_Task requirements_.
(1) In the comments about old hard drives, what kind of hard drives did the oldest brother repair during his internship?
(2) Pick up the comments about old hard drives after their final line and continue them.

_Given text_.
Not quite related, but my oldest brother tells a story of an internship repairing 8" hard drives for CP/M machines... and having verified he'd fixed his first, picked it up, and went to stick it on the shelf. It hadn't fully spun down, so as he twisted his body the whole huge spinning mass gyroscopically precessed it out of his hands and it crashed to the ground in a million pieces.
I worked at a place that had 14" HDD's - huge 19" rack mount things, took ages to spin down. Never carried one personally, older personnel advised not trying to turn a corner while carrying one unless fully spun down.
These CHM oral histories are so great – I love the ones about the 6800 and 68000, because Motorola didn’t seem to keep historical records in the same way as Intel and others did, so this is the only way some of these stories have ever been told.
Tangentially related, this showed up in my news feed today:

It's RAID. With Floppy Drives.

_Data supplied_.
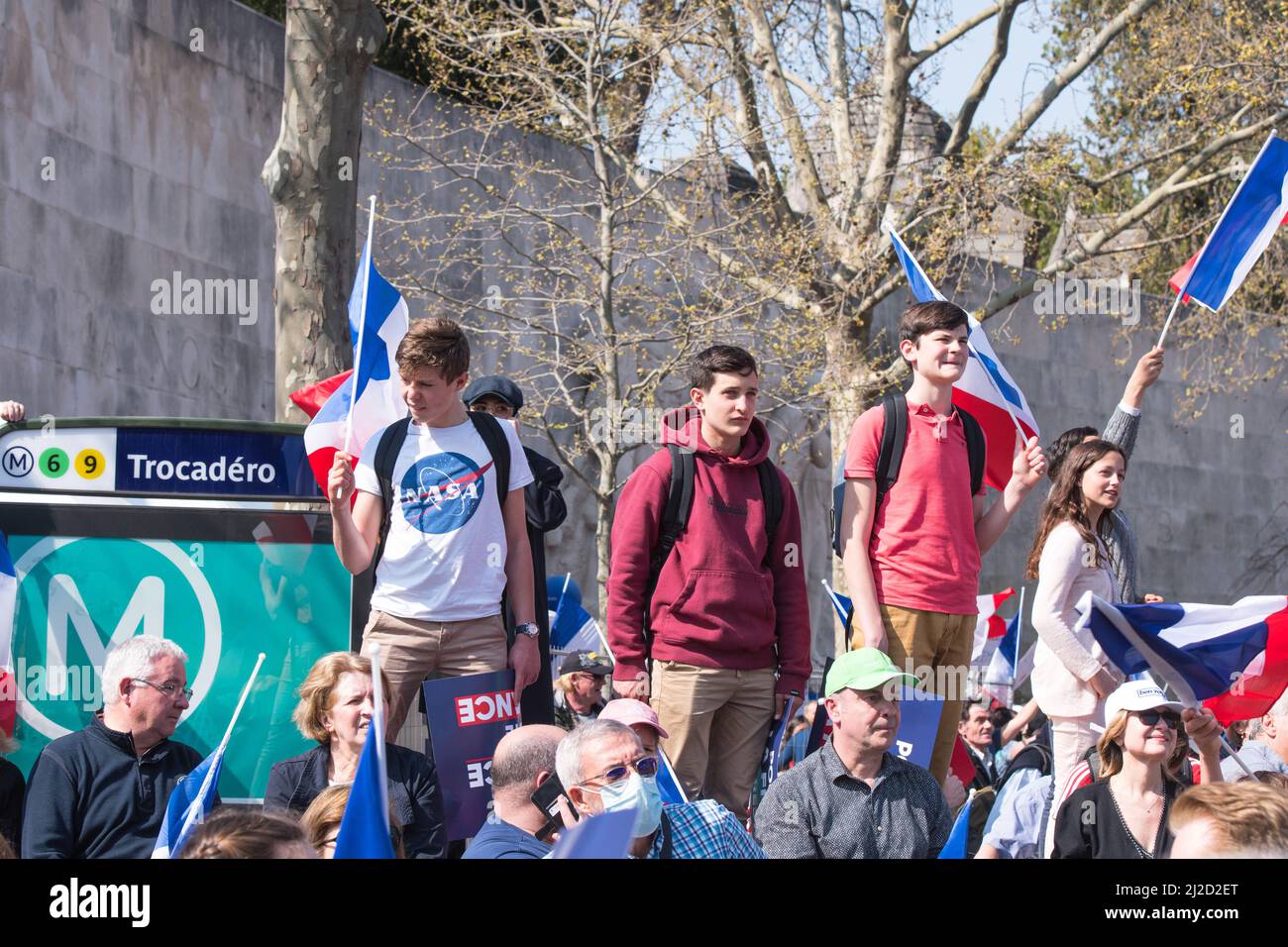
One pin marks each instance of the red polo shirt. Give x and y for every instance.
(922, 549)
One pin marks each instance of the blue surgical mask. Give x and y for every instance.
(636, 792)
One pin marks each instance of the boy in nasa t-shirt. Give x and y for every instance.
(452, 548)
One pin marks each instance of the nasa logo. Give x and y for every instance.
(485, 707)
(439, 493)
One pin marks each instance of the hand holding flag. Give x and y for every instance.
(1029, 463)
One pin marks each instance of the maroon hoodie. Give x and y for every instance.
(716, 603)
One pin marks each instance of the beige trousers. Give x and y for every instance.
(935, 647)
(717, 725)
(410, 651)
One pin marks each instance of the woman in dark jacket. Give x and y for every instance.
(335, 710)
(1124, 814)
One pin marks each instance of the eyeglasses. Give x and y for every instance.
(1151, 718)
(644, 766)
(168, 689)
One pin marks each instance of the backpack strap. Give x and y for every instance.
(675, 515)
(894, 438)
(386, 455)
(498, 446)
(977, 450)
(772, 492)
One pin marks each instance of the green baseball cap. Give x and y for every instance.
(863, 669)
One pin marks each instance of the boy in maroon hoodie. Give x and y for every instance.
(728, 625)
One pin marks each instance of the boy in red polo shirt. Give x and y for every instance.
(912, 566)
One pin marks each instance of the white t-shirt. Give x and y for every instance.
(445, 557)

_Answers for this exercise_.
(1) He repaired 8" hard drives for CP/M machines.

(2)
https://hackaday.com/2022/06/30/its-raid-with-floppy-drives/

This is a great way to show how RAID works in "slow motion" ;-)

I've done similar for demonstrating how UDP and TCP works using IP-over-AX.25 and 1200bps modems. If you configure one end to be at a slightly different pitch it'll still sync but it'll give that end a different "voice" so you can hear which side is talking.

It takes a couple of minutes to do an ssh handshake, so with verbosity turned up a bit you can work your way through everything and see how the magic happens!

These disks were robust. I saw people successfully boot a Vax from an 8" floppy which looked to have been partially folded.